======== TEXT BLOCK

Above: Tamron 20mm f2.8 M1:2 at f5.6

Above: Tamron 20mm f2.8 M1:2 at f8.0

Above: Tamron 20mm f2.8 M1:2 at f11

Stopping the Tamron 20mm f2.8 M1:2 down to f5.6 lifts the softening veil from the APS-C-corner and renders a pretty sharp image across the full frame. Still, the lens cannot match the performance of the Sony FE 20mm f1.8 at f2.8.

Vignetting and distortions

To make it easier to see light fall-off in the corners of a full-frame sensor I’ve arranged a series of three shots with the Tamron 20mm f2.8 M1:2 at different apertures. All images were developed to the same brightness in the center and only Distortion Control (set to 93) from the Adobe lens profile applied in the first row of images. The second row was in addition treated with +50 Vignette Control from Lightroom which lifts the extreme corners by about 1 EV at f2.8:

Above: Tamron 20mm f2.8 M1:2 at f2.8, f4.0, f5.6

The strange thing is that stopping down from f2.8 to f4.0 introduces heavier vignetting. This also shows in JPGs straight out of camera.

Regarding distortions: The new Tamron 20mm f2.8 M1:2 shows very strong barrel distortions which are not corrected in Adobe’s RAW converter unless you switch on Adobe’s lens profile with Distortion Control set to 93. This best resembles the JPGs straight out of camera (bottom half):

Above: Distortions of Tamron 20mm f2.8 M1:2, Auto Distortion Control Off/On

Due to the strong “stretching” of the pixels in the corner from the distortion correction there is a slight loss of corner sharpness in the process. And as the distortion correction is not visible in the viewfinder of the Sony A7R II it is a bit of guesswork where exactly objects near the full-frame corners will land in the corrected image.

================
======== LISTED RECORDS

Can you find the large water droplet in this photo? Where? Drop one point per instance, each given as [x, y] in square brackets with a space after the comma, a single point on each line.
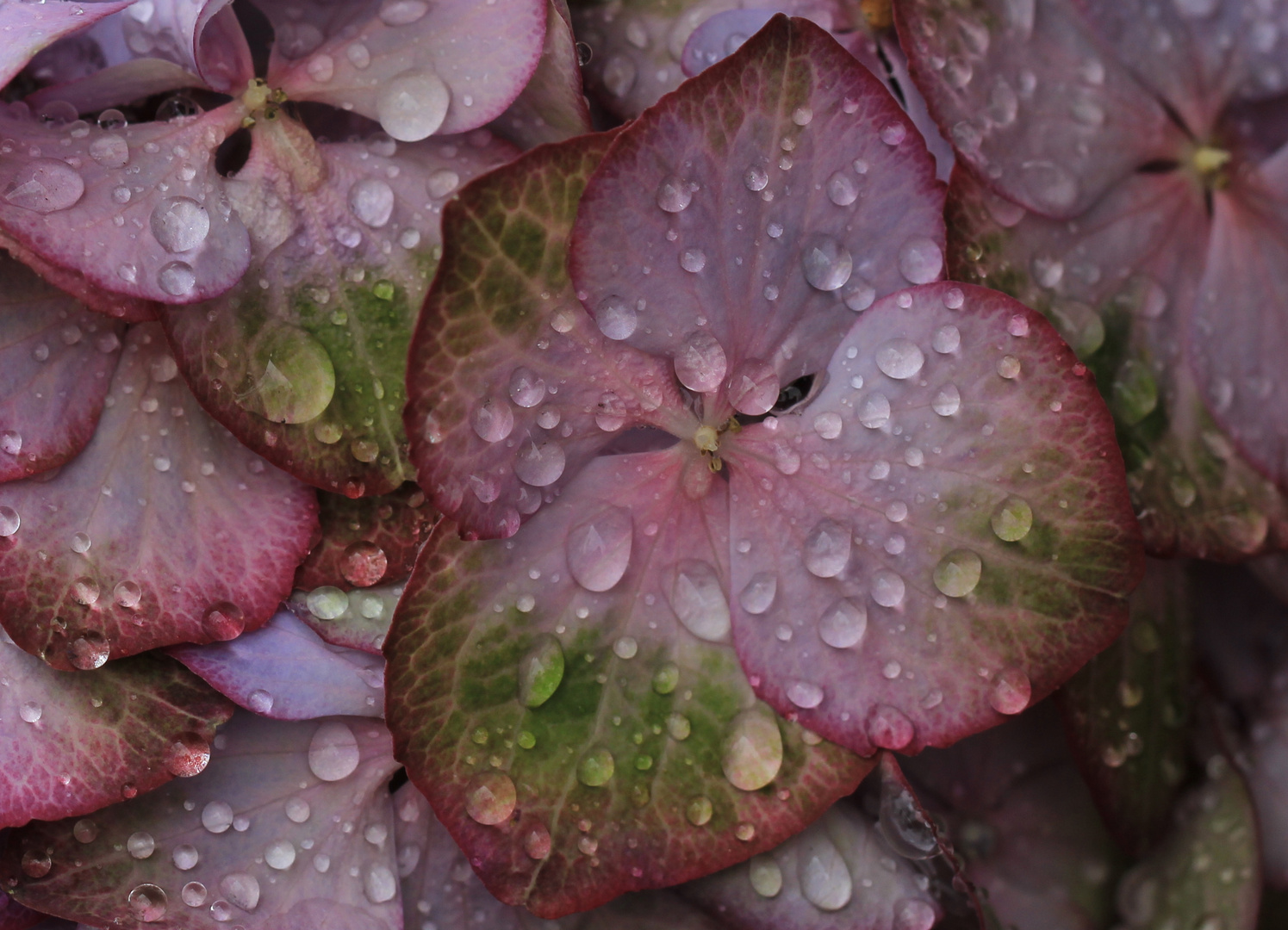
[827, 264]
[599, 550]
[541, 672]
[413, 106]
[595, 768]
[699, 599]
[824, 875]
[333, 751]
[179, 225]
[752, 750]
[489, 797]
[843, 623]
[700, 363]
[957, 574]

================

### SHORT EXERCISE 1
According to the Tamron 20mm lens review, why do objects near the full-frame corners land in uncertain places when shooting with the Sony A7R II? Answer in one to three sentences.
### SHORT EXERCISE 2
Could you carry on the Tamron 20mm lens review from the point where it ends?
These entries are separate material and have no connection to the lens review.

### WRITTEN RESPONSE 1
The distortion correction isn't visible in the camera's viewfinder. Because of that, it is a bit of guesswork where objects near the full-frame corners will end up in the corrected image.

### WRITTEN RESPONSE 2
Rendering of point-light sources at night-shots

Night-shots pose a different challenge for lenses as the contrast is even higher than under bright sun and point-light sources can reveal some weaknesses such as coma, haloing and colour-aberrations that do not show up as prominently in other test-shots. The 100% crops below the main image show the effect of coma in the FF-corner at various apertures:

Above: Tamron 20mm f2.8 M1:2 at f2.8; click image for 4k version, large original available at f2.8, f4.0, f5.6, f8.0

Above: Tamron 20mm f2.8 M1:2; 100% crops from the FF-corner at f2.8 left, f4.0 (middle), f5.6 (right)

Sony FE 20mm f1.8 G; 100% crops from the FF-corner at f1.8 (left), f2.8 (middle), f4.0 (right)

Above: Tamron 17-28mm f2.8 Di III at 17mm; 100% crops from the FF-corner at f2.8 (left), f4.0 (middle), f5.6 (right)

The Tamron 20mm f2.8 M1:2 shows some coma at f2.8 and f4.0 while coma of the Sony FE 20mm f1.8 G is practically nonexistent at f2.8. The Tamron zoom also shows only little coma.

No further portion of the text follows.